(WORK TO DO):
Copy the records below word for word, every line of them, but leave the pictures out.
begin RECORD SET
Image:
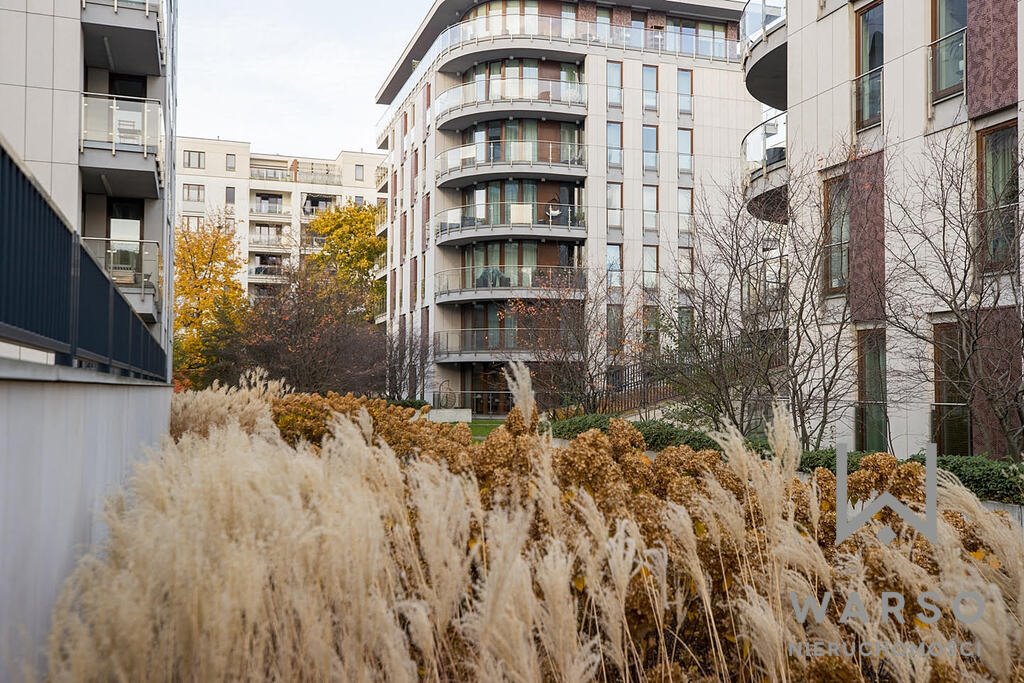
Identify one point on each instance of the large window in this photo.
(997, 197)
(837, 236)
(615, 205)
(650, 147)
(615, 84)
(872, 431)
(948, 56)
(650, 88)
(684, 86)
(614, 144)
(867, 85)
end RECORD SET
(EXERCISE SOLUTION):
Image:
Identify one point on each instance of the large window in this photo.
(997, 197)
(837, 236)
(615, 205)
(650, 147)
(615, 84)
(872, 431)
(948, 56)
(650, 88)
(684, 86)
(614, 144)
(867, 85)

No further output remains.